-- The exercise --
Find each line in the material below that contains the word "concrete" and copy those lines out in full.

###

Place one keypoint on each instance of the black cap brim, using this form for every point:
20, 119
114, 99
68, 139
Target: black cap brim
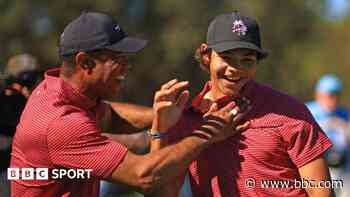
225, 46
128, 45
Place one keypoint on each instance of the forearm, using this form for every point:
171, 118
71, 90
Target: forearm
316, 172
137, 142
159, 167
137, 116
172, 188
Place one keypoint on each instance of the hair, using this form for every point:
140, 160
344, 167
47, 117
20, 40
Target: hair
68, 65
199, 55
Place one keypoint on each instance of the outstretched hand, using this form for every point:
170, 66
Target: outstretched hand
169, 103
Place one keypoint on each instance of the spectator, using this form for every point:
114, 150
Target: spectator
334, 120
23, 74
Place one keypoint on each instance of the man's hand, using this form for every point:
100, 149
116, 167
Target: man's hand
169, 103
220, 124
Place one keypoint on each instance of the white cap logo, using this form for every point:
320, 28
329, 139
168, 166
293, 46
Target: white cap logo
117, 28
239, 27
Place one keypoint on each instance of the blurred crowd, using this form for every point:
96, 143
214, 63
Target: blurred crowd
23, 72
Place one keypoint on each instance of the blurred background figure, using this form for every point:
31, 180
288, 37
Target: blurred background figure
23, 74
334, 120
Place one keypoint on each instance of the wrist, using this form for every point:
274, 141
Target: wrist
155, 135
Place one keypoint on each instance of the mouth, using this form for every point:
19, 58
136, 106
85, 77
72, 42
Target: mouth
120, 78
233, 79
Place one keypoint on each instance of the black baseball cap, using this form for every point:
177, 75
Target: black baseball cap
92, 31
232, 31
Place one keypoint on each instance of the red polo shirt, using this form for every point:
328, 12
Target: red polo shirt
283, 137
58, 129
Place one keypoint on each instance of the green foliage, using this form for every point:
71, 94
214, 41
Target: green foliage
302, 45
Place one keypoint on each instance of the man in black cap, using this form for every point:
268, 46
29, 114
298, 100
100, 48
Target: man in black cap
59, 127
281, 152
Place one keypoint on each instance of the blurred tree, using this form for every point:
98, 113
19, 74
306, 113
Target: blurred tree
302, 44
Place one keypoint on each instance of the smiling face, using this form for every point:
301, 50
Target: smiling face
231, 70
108, 74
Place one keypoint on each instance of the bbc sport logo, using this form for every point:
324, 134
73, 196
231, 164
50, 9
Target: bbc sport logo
45, 173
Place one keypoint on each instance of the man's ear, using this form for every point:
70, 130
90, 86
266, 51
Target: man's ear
84, 61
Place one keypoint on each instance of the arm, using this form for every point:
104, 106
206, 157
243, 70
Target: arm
316, 170
163, 165
130, 118
136, 142
148, 173
124, 118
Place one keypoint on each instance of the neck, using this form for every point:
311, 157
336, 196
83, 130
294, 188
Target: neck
77, 82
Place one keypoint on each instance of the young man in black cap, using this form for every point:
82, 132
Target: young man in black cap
59, 126
281, 152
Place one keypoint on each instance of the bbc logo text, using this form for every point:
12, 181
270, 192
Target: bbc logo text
46, 173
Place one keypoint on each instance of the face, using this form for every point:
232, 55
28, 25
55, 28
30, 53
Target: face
231, 70
108, 74
328, 101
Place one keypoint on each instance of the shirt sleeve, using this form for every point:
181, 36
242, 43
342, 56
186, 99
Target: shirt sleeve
75, 142
305, 140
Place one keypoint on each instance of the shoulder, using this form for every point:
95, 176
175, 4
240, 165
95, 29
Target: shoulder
282, 108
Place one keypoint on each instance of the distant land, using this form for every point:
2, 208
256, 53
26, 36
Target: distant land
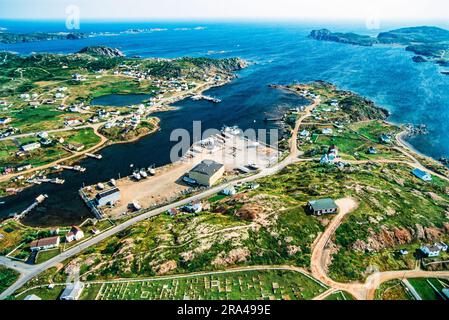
428, 43
11, 38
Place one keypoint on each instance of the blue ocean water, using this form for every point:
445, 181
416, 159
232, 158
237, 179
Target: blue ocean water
280, 53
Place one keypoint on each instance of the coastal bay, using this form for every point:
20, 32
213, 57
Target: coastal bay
414, 98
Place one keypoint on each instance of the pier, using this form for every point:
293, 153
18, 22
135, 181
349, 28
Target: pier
91, 205
40, 199
207, 98
75, 168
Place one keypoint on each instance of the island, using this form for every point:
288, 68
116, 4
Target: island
429, 42
58, 108
10, 38
348, 211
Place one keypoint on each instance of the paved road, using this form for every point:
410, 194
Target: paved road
37, 269
412, 289
361, 291
16, 265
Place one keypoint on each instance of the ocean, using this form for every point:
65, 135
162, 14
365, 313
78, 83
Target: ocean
279, 52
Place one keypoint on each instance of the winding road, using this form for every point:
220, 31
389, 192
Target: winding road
320, 252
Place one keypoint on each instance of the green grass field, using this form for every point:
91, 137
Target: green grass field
429, 289
46, 255
252, 285
393, 290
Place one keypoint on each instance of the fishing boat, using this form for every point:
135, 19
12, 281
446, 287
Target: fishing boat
137, 176
152, 171
143, 174
136, 205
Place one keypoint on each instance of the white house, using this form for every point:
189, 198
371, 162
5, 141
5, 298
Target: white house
4, 121
72, 291
430, 251
31, 146
327, 131
75, 234
43, 135
72, 122
230, 191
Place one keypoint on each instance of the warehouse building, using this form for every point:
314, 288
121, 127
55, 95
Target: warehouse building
321, 207
108, 197
207, 172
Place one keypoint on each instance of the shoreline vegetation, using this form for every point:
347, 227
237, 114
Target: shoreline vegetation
7, 37
63, 90
385, 210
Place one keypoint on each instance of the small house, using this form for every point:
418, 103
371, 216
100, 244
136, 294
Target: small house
31, 146
384, 138
229, 191
4, 121
72, 291
207, 172
327, 131
75, 234
76, 146
194, 207
321, 207
430, 251
108, 197
422, 175
304, 133
173, 212
446, 292
24, 167
45, 244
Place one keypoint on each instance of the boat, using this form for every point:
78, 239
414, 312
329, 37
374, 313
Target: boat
152, 170
143, 174
189, 181
57, 181
253, 166
137, 176
136, 205
79, 168
207, 98
95, 156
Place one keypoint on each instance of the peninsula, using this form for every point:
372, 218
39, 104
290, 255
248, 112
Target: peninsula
49, 116
340, 214
428, 43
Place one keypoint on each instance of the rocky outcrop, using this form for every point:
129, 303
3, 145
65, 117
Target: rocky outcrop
393, 237
102, 51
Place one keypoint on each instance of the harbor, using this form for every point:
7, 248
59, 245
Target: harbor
151, 187
65, 206
206, 98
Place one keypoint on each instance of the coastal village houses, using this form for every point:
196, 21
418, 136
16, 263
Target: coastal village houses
322, 207
45, 244
75, 234
207, 172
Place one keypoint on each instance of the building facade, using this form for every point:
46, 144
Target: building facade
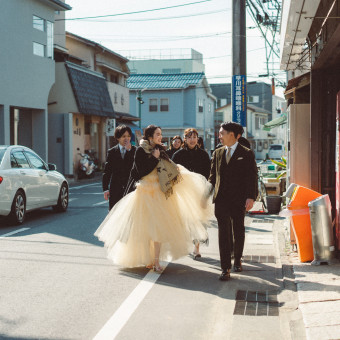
174, 102
90, 90
27, 70
309, 52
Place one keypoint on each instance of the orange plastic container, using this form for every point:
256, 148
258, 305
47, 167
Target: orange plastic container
301, 221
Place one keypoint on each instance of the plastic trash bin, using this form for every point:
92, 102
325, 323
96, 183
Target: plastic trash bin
301, 221
322, 233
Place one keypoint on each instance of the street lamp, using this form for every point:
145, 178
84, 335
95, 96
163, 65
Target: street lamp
140, 102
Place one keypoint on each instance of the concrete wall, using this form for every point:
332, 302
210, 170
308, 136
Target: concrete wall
26, 78
61, 98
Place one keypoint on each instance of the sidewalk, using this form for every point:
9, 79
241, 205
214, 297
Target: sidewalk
318, 292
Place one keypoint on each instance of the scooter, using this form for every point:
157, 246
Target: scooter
86, 167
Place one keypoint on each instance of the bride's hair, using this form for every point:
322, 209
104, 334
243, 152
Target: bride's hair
148, 133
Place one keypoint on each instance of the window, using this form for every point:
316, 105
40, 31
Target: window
164, 104
2, 152
49, 47
200, 105
19, 160
38, 23
35, 161
153, 105
114, 79
259, 122
171, 70
39, 49
253, 99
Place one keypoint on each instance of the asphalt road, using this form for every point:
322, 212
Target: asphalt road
56, 283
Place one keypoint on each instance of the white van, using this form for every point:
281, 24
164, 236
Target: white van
276, 151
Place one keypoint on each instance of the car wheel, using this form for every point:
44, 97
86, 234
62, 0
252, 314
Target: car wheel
62, 200
18, 211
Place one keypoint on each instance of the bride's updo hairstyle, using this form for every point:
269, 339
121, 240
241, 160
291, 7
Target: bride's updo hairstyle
148, 133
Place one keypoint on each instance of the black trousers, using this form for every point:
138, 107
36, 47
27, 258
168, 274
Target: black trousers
115, 196
230, 221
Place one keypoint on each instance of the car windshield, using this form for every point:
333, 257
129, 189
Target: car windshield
2, 152
276, 147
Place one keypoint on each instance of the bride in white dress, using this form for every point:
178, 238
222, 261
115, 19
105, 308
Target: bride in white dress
160, 219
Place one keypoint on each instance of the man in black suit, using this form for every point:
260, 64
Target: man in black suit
233, 175
118, 165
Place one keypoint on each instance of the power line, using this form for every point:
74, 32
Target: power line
135, 12
159, 18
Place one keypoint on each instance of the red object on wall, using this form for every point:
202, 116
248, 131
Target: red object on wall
337, 173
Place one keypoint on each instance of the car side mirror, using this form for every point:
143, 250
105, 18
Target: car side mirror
52, 167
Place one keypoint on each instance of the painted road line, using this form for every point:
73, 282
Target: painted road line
115, 324
14, 232
83, 186
100, 203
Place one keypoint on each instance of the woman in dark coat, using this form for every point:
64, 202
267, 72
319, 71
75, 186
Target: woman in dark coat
175, 145
192, 157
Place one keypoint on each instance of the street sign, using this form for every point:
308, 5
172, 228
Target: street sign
239, 92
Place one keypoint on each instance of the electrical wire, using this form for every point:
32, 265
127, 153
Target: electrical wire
135, 12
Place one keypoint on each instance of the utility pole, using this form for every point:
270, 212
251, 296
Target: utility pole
140, 102
239, 67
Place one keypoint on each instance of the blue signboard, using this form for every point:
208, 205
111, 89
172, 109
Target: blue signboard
239, 91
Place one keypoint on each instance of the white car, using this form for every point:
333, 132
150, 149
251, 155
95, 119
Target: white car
28, 183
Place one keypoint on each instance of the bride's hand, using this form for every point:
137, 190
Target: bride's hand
156, 153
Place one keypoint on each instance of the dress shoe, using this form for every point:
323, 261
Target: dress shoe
238, 268
225, 276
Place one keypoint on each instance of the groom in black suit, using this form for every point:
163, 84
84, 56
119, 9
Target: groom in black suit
233, 175
118, 165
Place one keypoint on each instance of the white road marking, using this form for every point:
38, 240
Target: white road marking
115, 324
14, 232
84, 186
100, 203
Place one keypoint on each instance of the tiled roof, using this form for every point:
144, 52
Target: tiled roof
163, 81
90, 91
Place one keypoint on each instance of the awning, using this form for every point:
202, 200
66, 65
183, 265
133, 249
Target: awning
90, 91
275, 122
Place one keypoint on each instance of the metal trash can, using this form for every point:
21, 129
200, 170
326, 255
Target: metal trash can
322, 233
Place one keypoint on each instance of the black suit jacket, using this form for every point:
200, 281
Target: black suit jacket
117, 171
240, 177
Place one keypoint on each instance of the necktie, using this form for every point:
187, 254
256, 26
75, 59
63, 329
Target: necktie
228, 155
123, 152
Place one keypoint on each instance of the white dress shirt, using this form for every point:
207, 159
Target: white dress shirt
233, 148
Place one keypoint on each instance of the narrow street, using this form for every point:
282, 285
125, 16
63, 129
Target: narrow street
56, 283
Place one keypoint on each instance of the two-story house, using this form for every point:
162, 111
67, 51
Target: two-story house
91, 87
174, 102
27, 70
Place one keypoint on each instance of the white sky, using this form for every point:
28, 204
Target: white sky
209, 34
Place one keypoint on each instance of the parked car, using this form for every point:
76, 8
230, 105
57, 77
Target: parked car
276, 151
28, 183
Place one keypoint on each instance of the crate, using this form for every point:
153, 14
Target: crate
272, 186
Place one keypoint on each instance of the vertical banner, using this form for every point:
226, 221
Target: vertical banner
337, 173
239, 92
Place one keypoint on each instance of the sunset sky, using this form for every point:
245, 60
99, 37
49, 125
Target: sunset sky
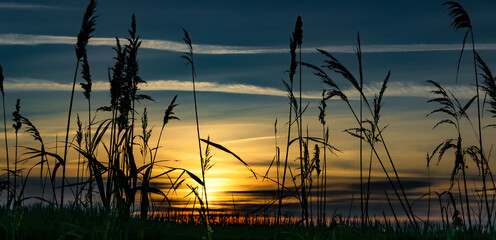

###

-- Result --
Place one keypoint on each instance of the concrete wall, using this form for every point:
Target: concrete wall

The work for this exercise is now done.